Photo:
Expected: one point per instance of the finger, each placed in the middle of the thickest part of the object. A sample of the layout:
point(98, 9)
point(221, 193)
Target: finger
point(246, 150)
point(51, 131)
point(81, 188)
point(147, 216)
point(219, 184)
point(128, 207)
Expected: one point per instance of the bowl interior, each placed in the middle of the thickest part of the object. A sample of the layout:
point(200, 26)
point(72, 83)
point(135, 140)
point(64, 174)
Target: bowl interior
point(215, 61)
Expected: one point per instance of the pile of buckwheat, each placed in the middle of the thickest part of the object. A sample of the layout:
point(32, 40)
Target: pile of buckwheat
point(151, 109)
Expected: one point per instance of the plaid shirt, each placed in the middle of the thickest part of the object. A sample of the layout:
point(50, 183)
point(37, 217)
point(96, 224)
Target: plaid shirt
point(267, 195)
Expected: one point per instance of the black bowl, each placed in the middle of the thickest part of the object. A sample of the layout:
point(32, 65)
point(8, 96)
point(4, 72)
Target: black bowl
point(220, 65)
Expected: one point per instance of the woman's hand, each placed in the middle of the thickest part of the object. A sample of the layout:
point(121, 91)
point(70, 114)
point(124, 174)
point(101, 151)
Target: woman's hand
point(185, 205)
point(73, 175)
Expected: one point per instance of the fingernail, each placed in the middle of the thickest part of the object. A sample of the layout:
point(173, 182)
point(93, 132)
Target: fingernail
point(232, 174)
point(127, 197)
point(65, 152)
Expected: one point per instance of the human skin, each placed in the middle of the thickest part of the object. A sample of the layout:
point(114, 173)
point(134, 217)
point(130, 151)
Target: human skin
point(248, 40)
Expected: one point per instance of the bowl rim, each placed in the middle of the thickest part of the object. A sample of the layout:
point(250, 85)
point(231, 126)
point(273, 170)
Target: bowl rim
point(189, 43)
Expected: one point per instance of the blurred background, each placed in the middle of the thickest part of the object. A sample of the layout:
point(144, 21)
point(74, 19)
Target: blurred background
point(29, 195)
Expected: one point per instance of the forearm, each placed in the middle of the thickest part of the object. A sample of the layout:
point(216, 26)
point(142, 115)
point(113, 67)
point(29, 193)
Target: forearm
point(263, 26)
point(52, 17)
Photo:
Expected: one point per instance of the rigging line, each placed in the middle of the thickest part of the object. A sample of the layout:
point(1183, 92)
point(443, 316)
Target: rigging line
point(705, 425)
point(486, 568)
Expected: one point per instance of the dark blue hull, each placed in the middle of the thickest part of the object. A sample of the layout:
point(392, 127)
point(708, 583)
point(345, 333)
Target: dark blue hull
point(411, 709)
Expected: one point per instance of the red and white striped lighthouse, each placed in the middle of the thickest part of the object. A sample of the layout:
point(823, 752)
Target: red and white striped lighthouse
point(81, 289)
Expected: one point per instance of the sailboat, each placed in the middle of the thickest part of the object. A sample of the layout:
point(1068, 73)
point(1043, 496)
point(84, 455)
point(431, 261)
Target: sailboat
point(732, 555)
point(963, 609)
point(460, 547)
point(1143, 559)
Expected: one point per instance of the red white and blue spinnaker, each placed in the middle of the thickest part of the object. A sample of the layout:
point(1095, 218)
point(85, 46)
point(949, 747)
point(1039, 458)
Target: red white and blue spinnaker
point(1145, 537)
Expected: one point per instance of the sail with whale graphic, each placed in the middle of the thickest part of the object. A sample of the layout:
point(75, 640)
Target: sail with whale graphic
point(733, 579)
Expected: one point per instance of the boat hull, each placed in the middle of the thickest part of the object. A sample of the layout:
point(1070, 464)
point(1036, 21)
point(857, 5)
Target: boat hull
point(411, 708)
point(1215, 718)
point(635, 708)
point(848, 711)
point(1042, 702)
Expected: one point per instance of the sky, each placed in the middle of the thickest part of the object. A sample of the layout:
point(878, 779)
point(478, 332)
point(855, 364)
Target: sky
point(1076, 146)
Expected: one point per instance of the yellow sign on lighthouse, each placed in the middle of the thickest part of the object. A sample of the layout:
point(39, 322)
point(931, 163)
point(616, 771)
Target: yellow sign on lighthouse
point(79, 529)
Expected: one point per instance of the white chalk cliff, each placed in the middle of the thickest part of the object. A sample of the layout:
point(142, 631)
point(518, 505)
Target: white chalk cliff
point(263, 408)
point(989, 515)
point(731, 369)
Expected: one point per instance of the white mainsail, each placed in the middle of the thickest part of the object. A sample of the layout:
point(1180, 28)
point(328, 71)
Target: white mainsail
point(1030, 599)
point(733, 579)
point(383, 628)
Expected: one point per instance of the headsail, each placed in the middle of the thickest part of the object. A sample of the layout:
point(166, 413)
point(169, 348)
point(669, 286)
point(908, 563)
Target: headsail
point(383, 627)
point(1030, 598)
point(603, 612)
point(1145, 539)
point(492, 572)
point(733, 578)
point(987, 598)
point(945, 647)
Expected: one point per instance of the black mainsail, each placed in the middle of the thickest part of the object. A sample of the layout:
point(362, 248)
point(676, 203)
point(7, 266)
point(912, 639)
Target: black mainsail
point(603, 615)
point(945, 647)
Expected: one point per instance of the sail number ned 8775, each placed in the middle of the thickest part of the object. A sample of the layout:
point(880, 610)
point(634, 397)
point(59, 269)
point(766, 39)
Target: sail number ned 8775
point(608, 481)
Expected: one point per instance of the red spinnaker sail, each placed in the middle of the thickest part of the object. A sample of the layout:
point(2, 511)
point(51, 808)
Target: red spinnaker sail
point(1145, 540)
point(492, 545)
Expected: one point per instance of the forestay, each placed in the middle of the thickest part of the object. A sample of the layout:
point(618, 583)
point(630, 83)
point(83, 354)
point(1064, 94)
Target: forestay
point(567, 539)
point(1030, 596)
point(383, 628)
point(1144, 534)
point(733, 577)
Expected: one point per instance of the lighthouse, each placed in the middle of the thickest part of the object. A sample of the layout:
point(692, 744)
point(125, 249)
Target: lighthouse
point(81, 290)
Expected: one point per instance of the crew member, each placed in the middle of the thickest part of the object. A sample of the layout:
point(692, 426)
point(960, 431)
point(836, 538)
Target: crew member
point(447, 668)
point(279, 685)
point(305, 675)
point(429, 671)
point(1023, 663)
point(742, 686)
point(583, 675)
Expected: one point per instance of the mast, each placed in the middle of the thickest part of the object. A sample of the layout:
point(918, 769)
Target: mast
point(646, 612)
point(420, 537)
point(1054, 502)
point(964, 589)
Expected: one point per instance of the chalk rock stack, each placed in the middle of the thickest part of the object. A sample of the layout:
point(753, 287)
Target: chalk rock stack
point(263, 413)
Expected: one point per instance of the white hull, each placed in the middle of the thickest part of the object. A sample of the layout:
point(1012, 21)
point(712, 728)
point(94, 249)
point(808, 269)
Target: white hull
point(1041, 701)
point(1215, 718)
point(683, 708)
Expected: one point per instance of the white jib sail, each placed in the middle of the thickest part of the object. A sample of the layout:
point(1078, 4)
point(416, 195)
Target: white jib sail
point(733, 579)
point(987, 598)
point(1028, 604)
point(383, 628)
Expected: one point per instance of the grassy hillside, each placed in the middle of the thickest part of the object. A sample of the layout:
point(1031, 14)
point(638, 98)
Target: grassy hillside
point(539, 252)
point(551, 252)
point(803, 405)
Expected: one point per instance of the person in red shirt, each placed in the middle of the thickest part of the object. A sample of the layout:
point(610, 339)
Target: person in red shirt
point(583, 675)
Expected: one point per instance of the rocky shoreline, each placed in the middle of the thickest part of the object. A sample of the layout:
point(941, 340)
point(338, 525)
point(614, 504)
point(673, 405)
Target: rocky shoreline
++++
== Exercise prompt ==
Each line above with the word "shoreline" must be returned.

== Answer to the problem ==
Expected: one point per instance of the rocky shoreline, each placed in the middle of the thickest part of the object. A sample of the layout:
Target: rocky shoreline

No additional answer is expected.